TASK GOAL: In the records below, the line with "Target: bird's claw" opens the range and the line with "like [121, 28]." closes it; print that range exactly and nothing else.
(Beginning of INPUT DATA)
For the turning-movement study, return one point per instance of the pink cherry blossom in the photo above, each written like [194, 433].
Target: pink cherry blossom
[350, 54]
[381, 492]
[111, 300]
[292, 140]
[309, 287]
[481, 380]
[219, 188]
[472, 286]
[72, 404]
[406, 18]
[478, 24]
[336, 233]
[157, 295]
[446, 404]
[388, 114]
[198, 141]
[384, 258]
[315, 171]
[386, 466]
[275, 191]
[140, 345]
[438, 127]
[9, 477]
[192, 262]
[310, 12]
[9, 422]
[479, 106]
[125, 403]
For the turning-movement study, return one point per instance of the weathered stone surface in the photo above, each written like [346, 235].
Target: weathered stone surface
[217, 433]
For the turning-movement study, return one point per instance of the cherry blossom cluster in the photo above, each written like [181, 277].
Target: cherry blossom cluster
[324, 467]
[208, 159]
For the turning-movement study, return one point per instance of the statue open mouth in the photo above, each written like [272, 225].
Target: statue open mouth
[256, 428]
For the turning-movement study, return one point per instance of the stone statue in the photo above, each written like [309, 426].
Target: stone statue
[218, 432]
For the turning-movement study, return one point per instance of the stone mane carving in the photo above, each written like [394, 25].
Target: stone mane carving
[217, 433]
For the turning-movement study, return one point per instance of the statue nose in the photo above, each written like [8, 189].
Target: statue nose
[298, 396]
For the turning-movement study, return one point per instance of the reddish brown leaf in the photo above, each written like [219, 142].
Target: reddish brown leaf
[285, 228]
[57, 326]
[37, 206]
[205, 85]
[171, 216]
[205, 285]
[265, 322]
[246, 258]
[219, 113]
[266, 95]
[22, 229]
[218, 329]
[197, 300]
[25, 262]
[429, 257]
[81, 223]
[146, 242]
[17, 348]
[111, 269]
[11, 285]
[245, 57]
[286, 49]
(End of INPUT DATA)
(Beginning of INPUT DATA)
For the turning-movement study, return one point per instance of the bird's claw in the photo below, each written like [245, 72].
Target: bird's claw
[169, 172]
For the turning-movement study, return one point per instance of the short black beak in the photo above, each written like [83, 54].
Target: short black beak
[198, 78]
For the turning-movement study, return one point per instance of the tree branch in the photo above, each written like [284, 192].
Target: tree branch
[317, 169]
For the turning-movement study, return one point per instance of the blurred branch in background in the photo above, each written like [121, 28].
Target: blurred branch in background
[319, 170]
(End of INPUT DATA)
(Beginning of INPUT DATA)
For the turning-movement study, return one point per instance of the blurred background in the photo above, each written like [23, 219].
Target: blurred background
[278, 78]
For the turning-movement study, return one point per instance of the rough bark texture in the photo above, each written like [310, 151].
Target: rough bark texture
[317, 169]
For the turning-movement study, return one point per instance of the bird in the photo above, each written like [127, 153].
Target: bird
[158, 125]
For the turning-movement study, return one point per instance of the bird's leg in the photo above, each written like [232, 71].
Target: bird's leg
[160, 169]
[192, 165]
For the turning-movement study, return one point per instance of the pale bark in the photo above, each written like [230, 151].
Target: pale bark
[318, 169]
(End of INPUT DATA)
REPLY:
Target: bird's claw
[169, 172]
For the turning-movement study, return one point per instance of the short black beak in the photo above, each written like [83, 54].
Target: short black beak
[198, 78]
For the turning-movement study, return one point per instance of the tree branch in the photo above, each written like [284, 192].
Target: tree branch
[317, 169]
For the turning-movement study, return one point per instance of the blurred branch in background in the photo above, each written like [121, 28].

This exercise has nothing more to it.